Aim of the exercise: In the Xenomai mailing list post below, quote everything from "Ok, deletion over" down to "some virq context.", word for word.

Document extract:
────────────────
Re: [Xenomai-core] [BUG] module_put called over non-root domain

Philippe Gerum Mon, 21 May 2007 08:26:31 -0700

On Mon, 2007-05-21 at 16:43 +0200, Jan Kiszka wrote:
> Hi Philippe,
> 
> Jan Kiszka wrote:
> > Just ran into this with CONFIG_IPIPE_DEBUG_CONTEXT (maybe due to some
> > bug of my own):
> 
> Here is some code to trigger the issue reliably:
>


Ok, deletion over primary domain, that's why it triggers, since we end
up running the deletion hook over the Xenomai domain. We should post an
APC to get the module release done from the Linux space -
schedule_linux_call should be our friend there. Looking at the
module_put code, this should be ok, even over some virq context.

> #include <sys/mman.h>
> #include <native/task.h>
> 
> void task_fnct(void *arg)
> {
>         rt_task_delete(NULL);
> }
> 
> main()
────────────────
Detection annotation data

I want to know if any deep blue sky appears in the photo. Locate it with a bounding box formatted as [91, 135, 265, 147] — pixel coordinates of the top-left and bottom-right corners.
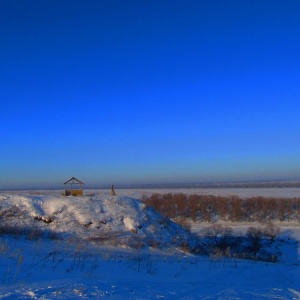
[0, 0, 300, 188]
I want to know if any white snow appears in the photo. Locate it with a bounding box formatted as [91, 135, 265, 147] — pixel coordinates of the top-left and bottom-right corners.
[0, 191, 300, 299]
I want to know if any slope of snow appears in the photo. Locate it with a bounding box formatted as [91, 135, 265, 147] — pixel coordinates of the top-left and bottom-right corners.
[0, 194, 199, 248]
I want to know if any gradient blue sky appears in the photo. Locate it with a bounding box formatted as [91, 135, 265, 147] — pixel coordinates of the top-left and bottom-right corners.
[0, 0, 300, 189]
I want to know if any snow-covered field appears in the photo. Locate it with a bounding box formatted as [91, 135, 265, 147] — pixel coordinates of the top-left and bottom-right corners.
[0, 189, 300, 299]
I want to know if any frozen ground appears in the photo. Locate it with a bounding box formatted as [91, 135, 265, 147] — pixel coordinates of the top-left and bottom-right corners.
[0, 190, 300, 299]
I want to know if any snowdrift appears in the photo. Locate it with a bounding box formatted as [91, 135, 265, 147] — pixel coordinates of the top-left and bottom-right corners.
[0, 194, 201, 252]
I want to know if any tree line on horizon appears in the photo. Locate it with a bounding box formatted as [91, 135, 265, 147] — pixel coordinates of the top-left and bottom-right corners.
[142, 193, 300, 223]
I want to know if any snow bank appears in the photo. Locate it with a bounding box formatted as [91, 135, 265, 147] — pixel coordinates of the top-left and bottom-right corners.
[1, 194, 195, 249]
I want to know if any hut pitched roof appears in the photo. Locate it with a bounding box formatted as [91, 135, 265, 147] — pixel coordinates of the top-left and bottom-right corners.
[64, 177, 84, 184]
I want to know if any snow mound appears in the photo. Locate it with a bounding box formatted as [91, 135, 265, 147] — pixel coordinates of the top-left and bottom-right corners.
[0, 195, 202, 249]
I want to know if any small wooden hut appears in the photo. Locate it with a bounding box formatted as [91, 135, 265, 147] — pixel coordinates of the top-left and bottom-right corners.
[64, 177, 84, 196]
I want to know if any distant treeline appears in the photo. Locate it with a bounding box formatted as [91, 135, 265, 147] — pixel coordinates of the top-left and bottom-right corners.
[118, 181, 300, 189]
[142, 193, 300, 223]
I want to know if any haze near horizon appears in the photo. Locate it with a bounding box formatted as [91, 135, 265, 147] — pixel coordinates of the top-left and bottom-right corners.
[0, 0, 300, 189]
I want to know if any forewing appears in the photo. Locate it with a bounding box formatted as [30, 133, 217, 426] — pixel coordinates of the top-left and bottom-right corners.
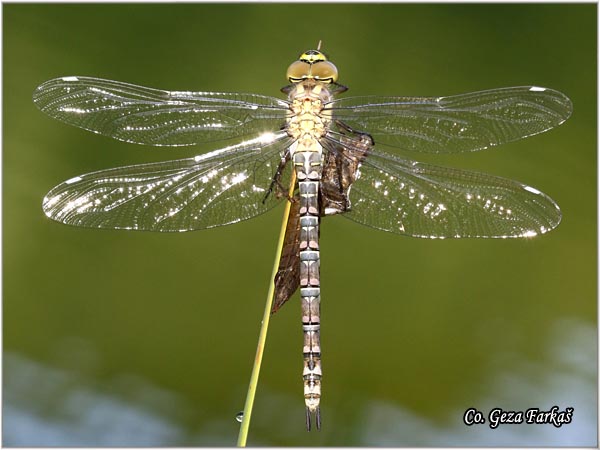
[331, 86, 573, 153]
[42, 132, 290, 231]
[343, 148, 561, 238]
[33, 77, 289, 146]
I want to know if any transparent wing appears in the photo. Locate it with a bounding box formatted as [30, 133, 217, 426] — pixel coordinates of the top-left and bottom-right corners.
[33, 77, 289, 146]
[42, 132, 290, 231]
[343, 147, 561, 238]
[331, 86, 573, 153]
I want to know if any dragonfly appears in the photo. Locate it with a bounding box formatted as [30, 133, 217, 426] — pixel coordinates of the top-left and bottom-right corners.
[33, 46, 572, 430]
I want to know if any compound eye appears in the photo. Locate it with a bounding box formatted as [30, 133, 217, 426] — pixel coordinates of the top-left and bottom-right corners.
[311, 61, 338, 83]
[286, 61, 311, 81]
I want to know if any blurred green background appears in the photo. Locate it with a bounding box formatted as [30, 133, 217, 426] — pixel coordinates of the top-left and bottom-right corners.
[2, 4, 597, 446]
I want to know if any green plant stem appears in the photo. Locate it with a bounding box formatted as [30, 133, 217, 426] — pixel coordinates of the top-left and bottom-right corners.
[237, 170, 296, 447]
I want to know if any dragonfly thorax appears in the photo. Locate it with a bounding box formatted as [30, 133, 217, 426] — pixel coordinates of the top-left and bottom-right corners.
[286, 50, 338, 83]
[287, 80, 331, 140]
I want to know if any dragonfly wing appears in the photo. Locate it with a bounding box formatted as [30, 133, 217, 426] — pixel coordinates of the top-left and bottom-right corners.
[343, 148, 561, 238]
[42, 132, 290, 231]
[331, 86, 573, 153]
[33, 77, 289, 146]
────────────────
Solved problem:
Ok, deletion over primary domain, that's why it triggers, since we end
up running the deletion hook over the Xenomai domain. We should post an
APC to get the module release done from the Linux space -
schedule_linux_call should be our friend there. Looking at the
module_put code, this should be ok, even over some virq context.